## Set exercise
Reproduce exactly the lines below, starting with the line that contains "[locate] the hill" and ending with the last line of the records, both included, and nothing else.

## Dataset excerpts
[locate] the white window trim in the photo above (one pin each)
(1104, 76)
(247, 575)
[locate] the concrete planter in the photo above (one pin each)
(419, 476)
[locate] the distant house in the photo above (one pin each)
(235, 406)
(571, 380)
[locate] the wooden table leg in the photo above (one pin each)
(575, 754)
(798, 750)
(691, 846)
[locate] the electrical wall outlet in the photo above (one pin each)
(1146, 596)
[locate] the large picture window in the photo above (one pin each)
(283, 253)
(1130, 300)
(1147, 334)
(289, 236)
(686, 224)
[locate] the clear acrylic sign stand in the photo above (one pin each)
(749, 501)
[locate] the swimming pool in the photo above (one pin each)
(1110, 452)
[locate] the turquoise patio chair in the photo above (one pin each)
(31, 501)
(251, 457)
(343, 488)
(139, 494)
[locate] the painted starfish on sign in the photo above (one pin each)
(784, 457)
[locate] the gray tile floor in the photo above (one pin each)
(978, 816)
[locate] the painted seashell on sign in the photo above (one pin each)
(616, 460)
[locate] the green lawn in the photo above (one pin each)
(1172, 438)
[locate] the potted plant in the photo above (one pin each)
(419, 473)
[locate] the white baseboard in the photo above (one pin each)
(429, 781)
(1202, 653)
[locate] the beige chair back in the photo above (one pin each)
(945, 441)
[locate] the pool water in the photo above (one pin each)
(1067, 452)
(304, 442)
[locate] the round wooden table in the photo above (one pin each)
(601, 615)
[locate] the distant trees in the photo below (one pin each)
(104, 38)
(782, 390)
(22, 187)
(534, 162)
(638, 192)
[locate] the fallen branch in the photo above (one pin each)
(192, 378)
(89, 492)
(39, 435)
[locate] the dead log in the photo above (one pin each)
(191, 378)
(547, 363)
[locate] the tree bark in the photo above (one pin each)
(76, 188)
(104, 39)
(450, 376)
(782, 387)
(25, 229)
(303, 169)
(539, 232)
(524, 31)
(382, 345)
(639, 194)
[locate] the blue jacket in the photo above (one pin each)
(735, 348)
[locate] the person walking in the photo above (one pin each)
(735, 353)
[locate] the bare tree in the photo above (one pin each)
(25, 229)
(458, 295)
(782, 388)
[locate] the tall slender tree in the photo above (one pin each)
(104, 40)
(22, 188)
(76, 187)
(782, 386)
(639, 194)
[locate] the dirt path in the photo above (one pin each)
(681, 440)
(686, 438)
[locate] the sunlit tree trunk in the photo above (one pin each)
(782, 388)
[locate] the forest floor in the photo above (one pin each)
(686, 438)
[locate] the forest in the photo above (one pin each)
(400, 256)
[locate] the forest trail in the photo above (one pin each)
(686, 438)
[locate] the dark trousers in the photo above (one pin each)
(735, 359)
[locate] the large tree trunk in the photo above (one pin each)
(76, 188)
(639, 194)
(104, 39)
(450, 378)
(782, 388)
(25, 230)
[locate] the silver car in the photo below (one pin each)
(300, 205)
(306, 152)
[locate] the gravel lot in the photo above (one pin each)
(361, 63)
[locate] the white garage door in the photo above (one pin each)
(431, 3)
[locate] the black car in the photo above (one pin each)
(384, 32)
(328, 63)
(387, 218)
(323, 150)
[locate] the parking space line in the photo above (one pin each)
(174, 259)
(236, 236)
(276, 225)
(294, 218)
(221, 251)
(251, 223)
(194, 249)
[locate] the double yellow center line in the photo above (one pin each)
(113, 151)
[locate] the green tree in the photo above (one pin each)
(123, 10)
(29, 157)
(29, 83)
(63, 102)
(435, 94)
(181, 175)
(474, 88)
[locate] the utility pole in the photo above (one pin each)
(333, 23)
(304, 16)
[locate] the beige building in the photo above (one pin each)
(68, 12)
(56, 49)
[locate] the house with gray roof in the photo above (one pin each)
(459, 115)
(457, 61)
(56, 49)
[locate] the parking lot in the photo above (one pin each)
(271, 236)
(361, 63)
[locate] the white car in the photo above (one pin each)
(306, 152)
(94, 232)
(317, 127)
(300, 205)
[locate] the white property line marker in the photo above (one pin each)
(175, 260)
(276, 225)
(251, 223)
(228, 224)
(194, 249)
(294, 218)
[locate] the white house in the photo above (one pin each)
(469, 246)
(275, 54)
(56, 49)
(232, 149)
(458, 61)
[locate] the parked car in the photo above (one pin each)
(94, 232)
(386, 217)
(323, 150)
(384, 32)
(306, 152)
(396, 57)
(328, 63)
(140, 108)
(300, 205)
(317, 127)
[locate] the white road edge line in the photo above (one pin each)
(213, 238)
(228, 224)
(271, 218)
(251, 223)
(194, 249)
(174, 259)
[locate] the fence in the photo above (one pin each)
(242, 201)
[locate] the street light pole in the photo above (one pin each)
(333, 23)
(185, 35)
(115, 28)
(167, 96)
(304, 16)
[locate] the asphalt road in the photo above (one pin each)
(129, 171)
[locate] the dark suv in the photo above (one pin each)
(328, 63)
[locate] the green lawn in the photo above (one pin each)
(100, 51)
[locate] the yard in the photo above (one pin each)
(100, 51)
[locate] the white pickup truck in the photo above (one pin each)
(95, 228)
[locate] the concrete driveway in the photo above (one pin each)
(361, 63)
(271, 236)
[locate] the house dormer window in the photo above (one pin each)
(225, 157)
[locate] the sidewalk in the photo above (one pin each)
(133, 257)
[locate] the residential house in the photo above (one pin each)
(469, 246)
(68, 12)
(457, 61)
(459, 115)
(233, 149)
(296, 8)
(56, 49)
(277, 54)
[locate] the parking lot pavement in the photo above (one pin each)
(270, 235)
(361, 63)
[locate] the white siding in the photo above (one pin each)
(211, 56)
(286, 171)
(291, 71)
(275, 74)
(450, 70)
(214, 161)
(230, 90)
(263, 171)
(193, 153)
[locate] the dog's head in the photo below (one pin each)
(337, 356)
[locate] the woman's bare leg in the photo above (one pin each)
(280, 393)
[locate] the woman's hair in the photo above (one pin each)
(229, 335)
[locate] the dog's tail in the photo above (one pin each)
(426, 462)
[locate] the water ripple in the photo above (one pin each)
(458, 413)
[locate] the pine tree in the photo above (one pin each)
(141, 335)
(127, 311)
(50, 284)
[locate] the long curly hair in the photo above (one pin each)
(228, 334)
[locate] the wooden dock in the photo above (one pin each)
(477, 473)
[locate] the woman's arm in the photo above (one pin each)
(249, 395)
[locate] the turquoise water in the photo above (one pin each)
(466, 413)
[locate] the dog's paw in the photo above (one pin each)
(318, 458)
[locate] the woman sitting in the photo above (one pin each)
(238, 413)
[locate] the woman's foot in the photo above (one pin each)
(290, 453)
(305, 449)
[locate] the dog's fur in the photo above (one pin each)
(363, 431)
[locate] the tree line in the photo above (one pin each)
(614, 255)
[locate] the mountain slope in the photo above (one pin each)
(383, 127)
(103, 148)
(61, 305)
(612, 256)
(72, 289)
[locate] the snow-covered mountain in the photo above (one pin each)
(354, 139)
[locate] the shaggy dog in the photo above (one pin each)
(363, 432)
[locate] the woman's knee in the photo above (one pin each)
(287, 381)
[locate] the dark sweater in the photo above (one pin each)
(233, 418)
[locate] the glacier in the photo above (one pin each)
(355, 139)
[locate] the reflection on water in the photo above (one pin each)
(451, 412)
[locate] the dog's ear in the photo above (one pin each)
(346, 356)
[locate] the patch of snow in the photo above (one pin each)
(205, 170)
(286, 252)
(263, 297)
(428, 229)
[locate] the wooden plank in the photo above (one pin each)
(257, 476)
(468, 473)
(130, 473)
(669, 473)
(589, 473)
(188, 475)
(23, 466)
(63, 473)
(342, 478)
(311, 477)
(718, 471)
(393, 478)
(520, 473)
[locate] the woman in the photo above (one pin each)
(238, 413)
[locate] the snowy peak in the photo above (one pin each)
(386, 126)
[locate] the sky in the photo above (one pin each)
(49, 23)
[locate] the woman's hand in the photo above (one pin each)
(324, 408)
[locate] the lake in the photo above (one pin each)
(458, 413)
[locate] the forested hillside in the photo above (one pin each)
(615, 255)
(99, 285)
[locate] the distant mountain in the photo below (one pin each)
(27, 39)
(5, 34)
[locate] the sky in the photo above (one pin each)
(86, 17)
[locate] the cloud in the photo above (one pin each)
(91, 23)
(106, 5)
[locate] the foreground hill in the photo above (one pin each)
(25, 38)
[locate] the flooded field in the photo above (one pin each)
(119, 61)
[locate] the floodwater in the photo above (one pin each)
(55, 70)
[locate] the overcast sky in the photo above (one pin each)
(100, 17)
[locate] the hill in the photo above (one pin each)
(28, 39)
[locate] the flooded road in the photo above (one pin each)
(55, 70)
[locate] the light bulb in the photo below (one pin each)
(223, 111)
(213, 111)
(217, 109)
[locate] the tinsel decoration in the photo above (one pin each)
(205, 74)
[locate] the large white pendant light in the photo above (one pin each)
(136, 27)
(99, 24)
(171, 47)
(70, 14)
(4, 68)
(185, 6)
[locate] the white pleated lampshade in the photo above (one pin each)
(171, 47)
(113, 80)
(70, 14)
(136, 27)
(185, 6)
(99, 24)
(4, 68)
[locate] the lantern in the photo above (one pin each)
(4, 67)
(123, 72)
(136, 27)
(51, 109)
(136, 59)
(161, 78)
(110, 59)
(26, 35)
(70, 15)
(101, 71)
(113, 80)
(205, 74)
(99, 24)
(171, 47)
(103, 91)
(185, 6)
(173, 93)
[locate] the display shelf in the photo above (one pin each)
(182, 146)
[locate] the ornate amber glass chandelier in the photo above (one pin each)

## Worked solution
[locate] the hill in the photo above (one pin each)
(28, 39)
[locate] the flooded road in the photo above (one pin each)
(55, 70)
[locate] the light bulb in the photo below (one pin each)
(223, 111)
(213, 111)
(217, 109)
[locate] the tinsel decoration in the photo above (one pin each)
(205, 74)
[locate] the large white pendant light in the photo above (one pin each)
(136, 27)
(99, 24)
(171, 47)
(70, 14)
(4, 68)
(185, 6)
[locate] the white pleated lampshade in the photo above (one pin each)
(171, 47)
(113, 80)
(70, 14)
(136, 27)
(185, 6)
(99, 24)
(4, 68)
[locate] the lantern in the photo above (one pin each)
(4, 67)
(123, 72)
(136, 27)
(51, 109)
(136, 59)
(161, 78)
(110, 59)
(26, 35)
(70, 15)
(101, 71)
(113, 80)
(205, 74)
(99, 24)
(171, 47)
(103, 91)
(185, 6)
(173, 93)
[locate] the display shelf in the photo above (one pin each)
(182, 146)
[locate] the ornate amber glass chandelier in the photo above (one pin each)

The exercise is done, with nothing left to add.